> _EXTRACTED RECORDS_:
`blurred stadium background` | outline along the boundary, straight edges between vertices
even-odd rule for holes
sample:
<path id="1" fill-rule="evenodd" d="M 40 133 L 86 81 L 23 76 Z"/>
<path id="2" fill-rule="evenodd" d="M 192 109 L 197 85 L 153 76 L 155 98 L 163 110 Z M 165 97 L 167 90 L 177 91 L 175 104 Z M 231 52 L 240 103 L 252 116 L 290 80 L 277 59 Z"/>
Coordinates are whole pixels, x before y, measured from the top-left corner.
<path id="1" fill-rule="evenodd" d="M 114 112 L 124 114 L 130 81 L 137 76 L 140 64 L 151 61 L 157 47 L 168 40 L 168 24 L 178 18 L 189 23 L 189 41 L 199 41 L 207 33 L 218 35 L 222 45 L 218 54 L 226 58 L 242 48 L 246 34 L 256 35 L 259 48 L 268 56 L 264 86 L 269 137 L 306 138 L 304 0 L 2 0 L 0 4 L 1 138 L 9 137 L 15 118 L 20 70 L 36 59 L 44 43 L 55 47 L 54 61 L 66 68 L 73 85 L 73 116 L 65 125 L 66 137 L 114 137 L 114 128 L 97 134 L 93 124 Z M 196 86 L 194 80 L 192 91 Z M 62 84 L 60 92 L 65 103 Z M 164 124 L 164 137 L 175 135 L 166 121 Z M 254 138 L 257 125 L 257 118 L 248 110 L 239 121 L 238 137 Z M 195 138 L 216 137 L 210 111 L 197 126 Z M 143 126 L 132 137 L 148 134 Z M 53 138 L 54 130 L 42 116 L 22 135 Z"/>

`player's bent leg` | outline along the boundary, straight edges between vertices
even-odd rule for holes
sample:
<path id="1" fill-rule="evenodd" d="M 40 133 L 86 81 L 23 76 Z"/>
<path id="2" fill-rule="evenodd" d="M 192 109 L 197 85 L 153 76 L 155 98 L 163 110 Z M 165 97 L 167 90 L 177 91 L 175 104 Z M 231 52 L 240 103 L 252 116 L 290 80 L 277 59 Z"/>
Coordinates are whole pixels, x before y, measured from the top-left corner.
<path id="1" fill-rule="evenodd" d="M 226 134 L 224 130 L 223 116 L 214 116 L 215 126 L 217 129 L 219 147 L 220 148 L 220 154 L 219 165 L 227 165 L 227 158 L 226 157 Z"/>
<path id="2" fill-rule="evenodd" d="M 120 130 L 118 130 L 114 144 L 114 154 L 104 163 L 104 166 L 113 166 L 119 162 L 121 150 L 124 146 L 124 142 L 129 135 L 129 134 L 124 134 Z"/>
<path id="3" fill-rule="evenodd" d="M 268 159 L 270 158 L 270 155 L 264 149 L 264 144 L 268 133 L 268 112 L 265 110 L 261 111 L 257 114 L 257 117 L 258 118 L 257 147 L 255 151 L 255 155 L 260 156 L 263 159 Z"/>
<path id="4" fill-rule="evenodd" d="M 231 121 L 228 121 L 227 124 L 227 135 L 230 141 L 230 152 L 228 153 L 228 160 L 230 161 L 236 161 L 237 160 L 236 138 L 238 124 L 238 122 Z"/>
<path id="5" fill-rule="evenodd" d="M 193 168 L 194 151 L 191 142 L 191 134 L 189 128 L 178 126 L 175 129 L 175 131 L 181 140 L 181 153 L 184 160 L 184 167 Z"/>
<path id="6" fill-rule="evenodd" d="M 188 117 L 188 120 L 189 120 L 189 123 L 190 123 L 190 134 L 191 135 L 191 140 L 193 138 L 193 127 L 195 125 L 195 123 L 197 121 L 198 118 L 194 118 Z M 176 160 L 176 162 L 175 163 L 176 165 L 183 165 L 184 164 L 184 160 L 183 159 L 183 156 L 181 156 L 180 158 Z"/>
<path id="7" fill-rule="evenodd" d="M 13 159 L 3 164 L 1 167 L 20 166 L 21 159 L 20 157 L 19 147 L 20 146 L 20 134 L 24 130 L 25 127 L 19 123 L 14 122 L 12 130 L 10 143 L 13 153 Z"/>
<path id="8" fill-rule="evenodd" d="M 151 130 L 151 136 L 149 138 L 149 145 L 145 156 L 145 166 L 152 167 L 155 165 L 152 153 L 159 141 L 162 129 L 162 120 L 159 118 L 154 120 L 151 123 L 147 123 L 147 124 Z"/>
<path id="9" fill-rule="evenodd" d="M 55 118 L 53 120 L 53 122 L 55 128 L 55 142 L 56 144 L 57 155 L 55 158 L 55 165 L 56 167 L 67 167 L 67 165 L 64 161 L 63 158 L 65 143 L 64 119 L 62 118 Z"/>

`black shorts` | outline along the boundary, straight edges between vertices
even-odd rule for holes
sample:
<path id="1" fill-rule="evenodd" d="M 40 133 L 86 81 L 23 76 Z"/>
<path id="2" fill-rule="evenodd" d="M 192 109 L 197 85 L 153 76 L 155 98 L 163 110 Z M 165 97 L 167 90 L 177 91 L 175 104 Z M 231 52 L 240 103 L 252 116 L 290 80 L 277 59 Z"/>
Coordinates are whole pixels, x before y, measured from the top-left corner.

> _YOUR TASK_:
Print every line of the data above again, unchanged and in the same order.

> _RESPONSE TO THIS EXERCISE_:
`blurred stadium background` | outline along the boundary, straight edges between vertices
even-odd rule for holes
sample:
<path id="1" fill-rule="evenodd" d="M 40 133 L 86 81 L 23 76 Z"/>
<path id="2" fill-rule="evenodd" d="M 192 109 L 197 85 L 153 76 L 155 98 L 163 110 Z M 165 97 L 167 90 L 177 91 L 175 104 Z M 231 52 L 240 103 L 252 116 L 290 80 L 277 59 Z"/>
Coordinates are whole pixels, x before y, measured from the top-left corner.
<path id="1" fill-rule="evenodd" d="M 114 112 L 124 114 L 130 81 L 137 76 L 140 64 L 151 61 L 157 47 L 168 40 L 168 24 L 178 18 L 189 23 L 189 41 L 199 41 L 207 33 L 218 35 L 222 45 L 218 54 L 226 58 L 242 48 L 246 34 L 256 35 L 259 48 L 268 56 L 264 86 L 269 137 L 306 138 L 304 0 L 2 0 L 0 4 L 1 138 L 9 137 L 15 118 L 20 70 L 36 59 L 44 43 L 55 47 L 54 61 L 66 68 L 73 85 L 73 116 L 65 125 L 66 137 L 114 137 L 114 128 L 97 134 L 93 124 Z M 196 86 L 194 80 L 192 91 Z M 62 84 L 60 92 L 65 103 Z M 164 124 L 164 137 L 175 135 L 166 121 Z M 254 138 L 257 125 L 257 118 L 248 110 L 239 121 L 238 137 Z M 195 138 L 216 137 L 210 111 L 197 126 Z M 143 126 L 132 137 L 148 134 Z M 53 138 L 54 130 L 42 116 L 22 135 Z"/>

`player's bent leg` | outline along the boundary, straight edges between vertices
even-odd rule for holes
sample:
<path id="1" fill-rule="evenodd" d="M 40 133 L 86 81 L 23 76 Z"/>
<path id="2" fill-rule="evenodd" d="M 192 109 L 197 85 L 153 76 L 155 98 L 163 110 Z M 165 97 L 167 90 L 177 91 L 175 104 Z M 231 52 L 240 103 L 252 116 L 290 80 L 277 59 Z"/>
Coordinates are whole pixels, x before y, measured from the top-left corner.
<path id="1" fill-rule="evenodd" d="M 226 134 L 224 130 L 223 116 L 214 116 L 215 126 L 217 129 L 219 147 L 220 148 L 220 154 L 219 165 L 227 165 L 227 158 L 226 157 Z"/>
<path id="2" fill-rule="evenodd" d="M 120 130 L 118 130 L 114 144 L 114 154 L 104 163 L 104 166 L 113 166 L 119 162 L 121 150 L 124 146 L 124 142 L 129 135 L 129 134 L 124 134 Z"/>
<path id="3" fill-rule="evenodd" d="M 268 159 L 270 158 L 270 155 L 264 149 L 264 144 L 268 133 L 268 112 L 265 110 L 261 111 L 257 114 L 257 117 L 258 118 L 257 147 L 255 151 L 255 155 L 260 156 L 263 159 Z"/>
<path id="4" fill-rule="evenodd" d="M 231 121 L 228 121 L 227 124 L 227 135 L 230 141 L 230 152 L 228 153 L 228 160 L 230 161 L 236 161 L 237 160 L 236 138 L 238 124 L 238 122 Z"/>
<path id="5" fill-rule="evenodd" d="M 193 168 L 194 151 L 191 142 L 191 134 L 189 128 L 178 126 L 175 129 L 175 131 L 181 140 L 181 153 L 184 160 L 184 167 Z"/>
<path id="6" fill-rule="evenodd" d="M 188 117 L 188 120 L 189 120 L 189 123 L 190 123 L 190 134 L 191 135 L 191 140 L 193 138 L 193 127 L 195 125 L 195 123 L 197 121 L 198 118 L 194 118 Z M 176 160 L 176 162 L 175 163 L 176 165 L 183 165 L 184 164 L 184 160 L 183 159 L 183 156 L 181 156 L 180 158 Z"/>
<path id="7" fill-rule="evenodd" d="M 13 159 L 3 164 L 1 167 L 20 166 L 21 159 L 20 157 L 19 147 L 20 146 L 20 134 L 24 130 L 25 127 L 19 123 L 14 122 L 12 130 L 10 143 L 13 153 Z"/>
<path id="8" fill-rule="evenodd" d="M 151 130 L 151 136 L 149 138 L 149 145 L 145 156 L 145 166 L 152 167 L 155 165 L 152 153 L 159 141 L 162 129 L 162 120 L 159 118 L 154 120 L 151 123 L 147 123 L 147 124 Z"/>
<path id="9" fill-rule="evenodd" d="M 55 118 L 53 120 L 53 122 L 55 128 L 55 142 L 56 144 L 57 155 L 55 158 L 55 165 L 56 167 L 67 167 L 67 165 L 64 161 L 63 158 L 65 143 L 64 119 L 62 118 Z"/>

`black shorts` | outline along the boundary, straight edges between vertices
even-odd rule for holes
sample:
<path id="1" fill-rule="evenodd" d="M 40 133 L 86 81 L 23 76 Z"/>
<path id="2" fill-rule="evenodd" d="M 192 109 L 197 85 L 153 76 L 155 98 L 163 110 Z M 165 97 L 167 90 L 177 91 L 175 104 Z M 231 52 L 240 103 L 252 116 L 290 80 L 277 59 Z"/>
Coordinates are whole pixels, x before y, measured from the top-left corner.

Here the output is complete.